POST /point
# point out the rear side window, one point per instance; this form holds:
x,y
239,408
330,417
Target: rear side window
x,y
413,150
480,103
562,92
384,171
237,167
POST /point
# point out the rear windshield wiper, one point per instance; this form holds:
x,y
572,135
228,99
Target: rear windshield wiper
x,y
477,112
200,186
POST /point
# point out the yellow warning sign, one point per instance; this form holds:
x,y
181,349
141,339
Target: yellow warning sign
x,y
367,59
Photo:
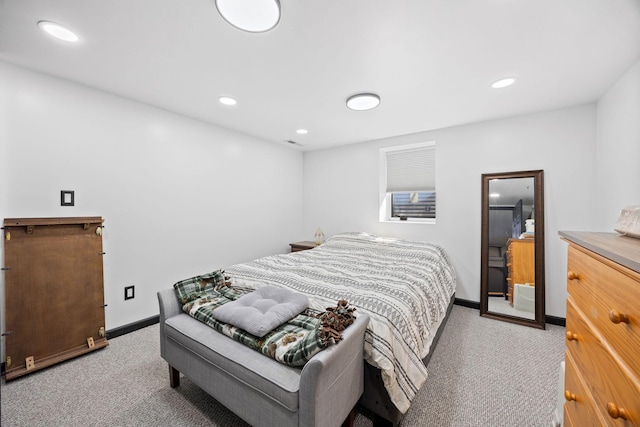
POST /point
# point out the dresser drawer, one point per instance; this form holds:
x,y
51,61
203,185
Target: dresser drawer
x,y
605,295
609,382
579,408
____________
**THE EXERCISE**
Copy the records above, replacing each "one point per instance" with "one point per object" and changing nothing else. Leave the picture out.

**RESULT**
POST /point
# point out the rear side window, one point per object; this form holds:
x,y
239,408
330,417
Target: rear side window
x,y
413,150
480,103
562,92
384,171
237,167
POST /point
# point out the rear windshield wiper, one point per object; this form holds:
x,y
572,135
228,99
Target: rear windshield wiper
x,y
477,112
200,186
POST /point
# point out the yellow warning sign, one point per object; this form holds:
x,y
181,349
141,339
Target: yellow warning sign
x,y
367,59
Photo:
POST /point
# point out the dresser drawer, one point per object; this form holds:
x,y
51,61
203,185
Target: dresser drawer
x,y
605,295
609,382
579,408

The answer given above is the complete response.